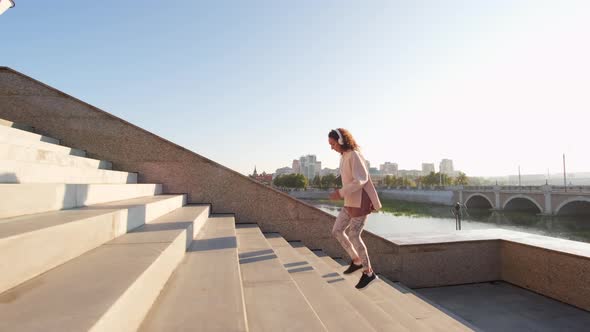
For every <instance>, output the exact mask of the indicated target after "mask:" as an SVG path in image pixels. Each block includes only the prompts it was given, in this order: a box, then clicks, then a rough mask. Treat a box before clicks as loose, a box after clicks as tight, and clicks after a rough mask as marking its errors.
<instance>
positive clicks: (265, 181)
mask: <svg viewBox="0 0 590 332" xmlns="http://www.w3.org/2000/svg"><path fill="white" fill-rule="evenodd" d="M249 177H250V178H251V179H254V180H256V181H258V182H260V183H264V184H266V185H269V186H270V185H271V184H272V174H266V172H262V174H258V172H257V171H256V166H254V172H253V173H252V174H251V175H249Z"/></svg>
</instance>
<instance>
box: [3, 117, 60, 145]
mask: <svg viewBox="0 0 590 332" xmlns="http://www.w3.org/2000/svg"><path fill="white" fill-rule="evenodd" d="M9 123H10V124H11V125H10V126H8V124H9ZM5 124H6V125H1V126H0V137H5V138H7V139H19V140H26V141H30V142H45V143H51V144H57V145H59V140H58V139H56V138H52V137H47V136H43V135H39V134H35V133H33V132H30V131H26V130H21V129H19V128H17V127H14V125H15V124H14V123H13V122H5ZM17 126H18V125H17Z"/></svg>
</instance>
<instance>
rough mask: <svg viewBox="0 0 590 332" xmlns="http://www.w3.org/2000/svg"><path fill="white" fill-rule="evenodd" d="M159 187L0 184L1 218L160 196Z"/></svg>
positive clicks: (153, 186) (6, 217) (158, 185)
mask: <svg viewBox="0 0 590 332" xmlns="http://www.w3.org/2000/svg"><path fill="white" fill-rule="evenodd" d="M161 193H162V185H160V184H143V183H142V184H138V183H135V184H54V183H23V184H0V197H2V199H1V200H0V219H1V218H10V217H16V216H22V215H28V214H36V213H42V212H49V211H57V210H64V209H72V208H77V207H82V206H88V205H92V204H99V203H106V202H112V201H121V200H125V199H131V198H137V197H145V196H153V195H159V194H161Z"/></svg>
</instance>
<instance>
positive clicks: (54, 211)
mask: <svg viewBox="0 0 590 332" xmlns="http://www.w3.org/2000/svg"><path fill="white" fill-rule="evenodd" d="M178 196H182V195H158V196H145V197H138V198H132V199H127V200H122V201H116V202H108V203H101V204H95V205H90V206H86V207H81V208H75V209H70V210H61V211H51V212H44V213H38V214H34V215H26V216H19V217H12V218H5V219H0V239H2V238H7V237H10V236H16V235H19V234H23V233H28V232H33V231H36V230H39V229H44V228H48V227H53V226H58V225H61V224H65V223H68V222H73V221H79V220H83V219H88V218H92V217H95V216H99V215H103V214H108V213H112V212H114V211H117V210H121V209H128V208H131V207H134V206H139V205H144V204H149V203H152V202H158V201H162V200H167V199H170V198H175V197H178Z"/></svg>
= = = =
Since the copy should hold text only, set down each record exactly and leave the pictures out.

Result below ->
For every <instance>, output the exact mask of the indicated target after "mask:" as an SVG path in image pixels. Each block includes only the prompts it was given, in this order: a box, then clicks, then a rough mask. Treat a box before clicks as loose, a box after clicks as tight, and clicks after a rough mask as marking its errors.
<instance>
positive clicks: (265, 181)
mask: <svg viewBox="0 0 590 332" xmlns="http://www.w3.org/2000/svg"><path fill="white" fill-rule="evenodd" d="M249 177H250V178H251V179H254V180H256V181H258V182H260V183H264V184H266V185H269V186H270V185H271V184H272V174H266V172H262V174H258V172H257V171H256V166H254V172H253V173H252V174H251V175H249Z"/></svg>
</instance>
<instance>
box: [3, 117, 60, 145]
mask: <svg viewBox="0 0 590 332" xmlns="http://www.w3.org/2000/svg"><path fill="white" fill-rule="evenodd" d="M9 123H10V124H11V125H10V126H8V124H9ZM5 124H6V125H1V126H0V137H5V138H7V139H19V140H26V141H30V142H45V143H51V144H57V145H59V140H58V139H56V138H52V137H47V136H43V135H39V134H35V133H33V132H30V131H26V130H21V129H19V128H17V127H14V125H15V124H14V123H13V122H5ZM17 126H18V125H17Z"/></svg>
</instance>
<instance>
rough mask: <svg viewBox="0 0 590 332" xmlns="http://www.w3.org/2000/svg"><path fill="white" fill-rule="evenodd" d="M159 187L0 184L1 218L160 196Z"/></svg>
positive clicks: (153, 186) (6, 217) (158, 185)
mask: <svg viewBox="0 0 590 332" xmlns="http://www.w3.org/2000/svg"><path fill="white" fill-rule="evenodd" d="M161 193H162V185H160V184H143V183H142V184H138V183H135V184H54V183H23V184H0V197H2V199H1V200H0V219H1V218H10V217H16V216H22V215H28V214H36V213H42V212H49V211H57V210H64V209H72V208H77V207H82V206H88V205H92V204H99V203H106V202H112V201H121V200H125V199H131V198H137V197H145V196H153V195H159V194H161Z"/></svg>
</instance>
<instance>
positive clicks: (54, 211)
mask: <svg viewBox="0 0 590 332" xmlns="http://www.w3.org/2000/svg"><path fill="white" fill-rule="evenodd" d="M178 196H182V195H158V196H145V197H138V198H132V199H127V200H122V201H116V202H108V203H101V204H95V205H90V206H86V207H81V208H75V209H70V210H61V211H51V212H44V213H38V214H34V215H26V216H19V217H12V218H5V219H0V239H2V238H7V237H10V236H16V235H19V234H23V233H28V232H33V231H36V230H39V229H44V228H48V227H53V226H58V225H61V224H65V223H68V222H73V221H79V220H83V219H88V218H92V217H95V216H99V215H103V214H108V213H112V212H114V211H117V210H121V209H128V208H131V207H134V206H139V205H144V204H149V203H152V202H158V201H162V200H167V199H170V198H175V197H178Z"/></svg>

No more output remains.